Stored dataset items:
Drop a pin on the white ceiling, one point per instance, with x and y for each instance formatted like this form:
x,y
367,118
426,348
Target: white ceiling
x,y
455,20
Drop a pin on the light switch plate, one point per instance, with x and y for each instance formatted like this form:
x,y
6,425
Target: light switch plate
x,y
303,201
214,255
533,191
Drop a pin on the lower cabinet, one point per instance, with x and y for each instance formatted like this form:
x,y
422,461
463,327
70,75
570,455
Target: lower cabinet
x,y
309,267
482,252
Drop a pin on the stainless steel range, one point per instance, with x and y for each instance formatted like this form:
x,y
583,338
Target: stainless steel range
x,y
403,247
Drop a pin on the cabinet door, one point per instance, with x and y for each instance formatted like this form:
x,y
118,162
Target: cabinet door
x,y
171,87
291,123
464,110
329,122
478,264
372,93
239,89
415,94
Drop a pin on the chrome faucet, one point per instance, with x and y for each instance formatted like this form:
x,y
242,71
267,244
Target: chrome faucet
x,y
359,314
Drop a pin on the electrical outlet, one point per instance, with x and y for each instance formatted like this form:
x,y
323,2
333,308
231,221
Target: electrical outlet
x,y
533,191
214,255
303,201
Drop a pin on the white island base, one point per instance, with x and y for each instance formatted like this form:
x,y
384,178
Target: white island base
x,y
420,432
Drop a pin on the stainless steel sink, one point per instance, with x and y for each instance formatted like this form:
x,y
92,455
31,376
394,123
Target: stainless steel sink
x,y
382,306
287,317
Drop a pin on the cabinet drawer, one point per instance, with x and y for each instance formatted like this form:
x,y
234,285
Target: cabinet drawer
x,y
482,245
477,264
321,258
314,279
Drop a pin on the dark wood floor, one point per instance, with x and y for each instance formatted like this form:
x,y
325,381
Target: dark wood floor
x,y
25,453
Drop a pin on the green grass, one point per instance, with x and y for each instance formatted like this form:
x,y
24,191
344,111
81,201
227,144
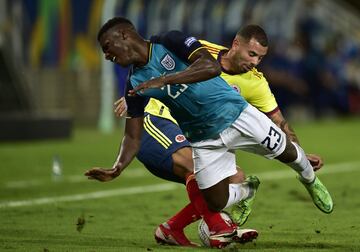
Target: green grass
x,y
283,213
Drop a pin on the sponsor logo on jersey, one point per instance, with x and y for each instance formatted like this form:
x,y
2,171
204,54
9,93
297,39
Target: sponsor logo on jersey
x,y
168,62
180,138
236,88
189,41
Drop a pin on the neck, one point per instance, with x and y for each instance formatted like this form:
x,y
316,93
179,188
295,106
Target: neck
x,y
225,62
142,49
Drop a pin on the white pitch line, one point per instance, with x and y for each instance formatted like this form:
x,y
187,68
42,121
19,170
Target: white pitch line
x,y
329,169
129,173
93,195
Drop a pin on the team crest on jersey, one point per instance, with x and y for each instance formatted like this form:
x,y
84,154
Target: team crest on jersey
x,y
236,88
189,41
168,62
180,138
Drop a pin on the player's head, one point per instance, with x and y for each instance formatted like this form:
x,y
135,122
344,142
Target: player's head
x,y
250,45
117,38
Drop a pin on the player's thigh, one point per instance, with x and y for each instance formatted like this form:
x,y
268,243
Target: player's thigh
x,y
160,141
183,164
217,195
213,162
254,132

#### [Task statement]
Reproduce the material above in full, exactly, with no images.

#### [Response]
Drop a pin on the white ceiling, one point per instance, with x and y for each instance formatted like this form:
x,y
367,118
426,348
Target: white ceiling
x,y
455,20
Drop a pin on the light switch plate, one point per instance, with x and y for each instance formatted like this form:
x,y
6,425
Target: light switch plate
x,y
303,201
214,255
533,191
Drop a pin on the lower cabinet, one point per instance, with x and y for each instance formatted like this form:
x,y
422,461
463,327
70,75
570,455
Target: lower cabinet
x,y
309,267
482,252
Drop a pin on the stainless steel range, one point per instance, with x and y for each instance formatted like this form:
x,y
583,338
Target: stainless steel range
x,y
403,247
Drop a pin on the cabinet door, one point per instance, with x and y for each instance formatted like this form:
x,y
118,162
Target: cabinet door
x,y
171,87
291,123
464,110
329,122
478,264
372,93
239,89
415,94
Drop a pin on the chrome faucet, one point per instance, with x and y for each instance formatted like this form:
x,y
242,71
267,244
Target: chrome faucet
x,y
359,314
Drop a pin on the electrical outlet, one point per instance, with x and y for each instance formatted like this form:
x,y
323,2
333,308
231,221
Target: electrical outlet
x,y
533,191
214,255
303,201
Drop a pin on the white island base, one point per instance, with x and y for each instance formatted like this form:
x,y
384,178
Target: white island base
x,y
420,432
Drop a pin on the stainless steel sink, one point per instance, with x and y for each instance formatted like this form:
x,y
92,455
31,376
394,123
Target: stainless steel sink
x,y
382,306
287,317
Drop a pin on the cabinet drawer, one point per instance, with x and y for each instance formatted like this form:
x,y
234,285
Target: cabinet drawer
x,y
482,245
477,264
321,258
314,279
Drop a pin on the dark wood floor, one point per instance, with x and y for each instance formatted like this form:
x,y
325,381
Target: dark wood floor
x,y
25,453
Drop a pin on the green grass, one point per instance, with x and y for each instance formatted like this form:
x,y
24,191
344,111
81,201
227,144
Target: green grass
x,y
283,213
Drop a pin on the sponsor logo on jersey, one point per instance, with x and y for each instance formatted like this form:
x,y
2,171
204,54
9,93
297,39
Target: sponsor logo on jersey
x,y
168,62
180,138
236,88
189,41
Drop a pin on the neck, one point per instance, with x and y for each instance formatted like this form:
x,y
316,93
179,188
295,106
Target: neck
x,y
225,62
142,49
Drop a pin on the white pitch line, one point per instance, with x and y for each instance formatted like this form:
x,y
187,68
42,121
19,170
Target: white pitch line
x,y
329,169
129,173
93,195
Drop a pin on the team crest on jersey, one point per instance, with x and y for each instance formatted like this form:
x,y
84,154
Target: team crest on jersey
x,y
236,88
189,41
168,62
180,138
Drop a pin on the player's head, one point per instance, with x and y for each instance formatted like this form:
x,y
135,122
344,142
Target: player's head
x,y
250,45
117,38
Drop a pin on the player's thigh, one point per instance, with x and y for each instance formatted like this form:
x,y
268,243
Target: player's thigh
x,y
160,141
183,164
217,195
213,162
254,132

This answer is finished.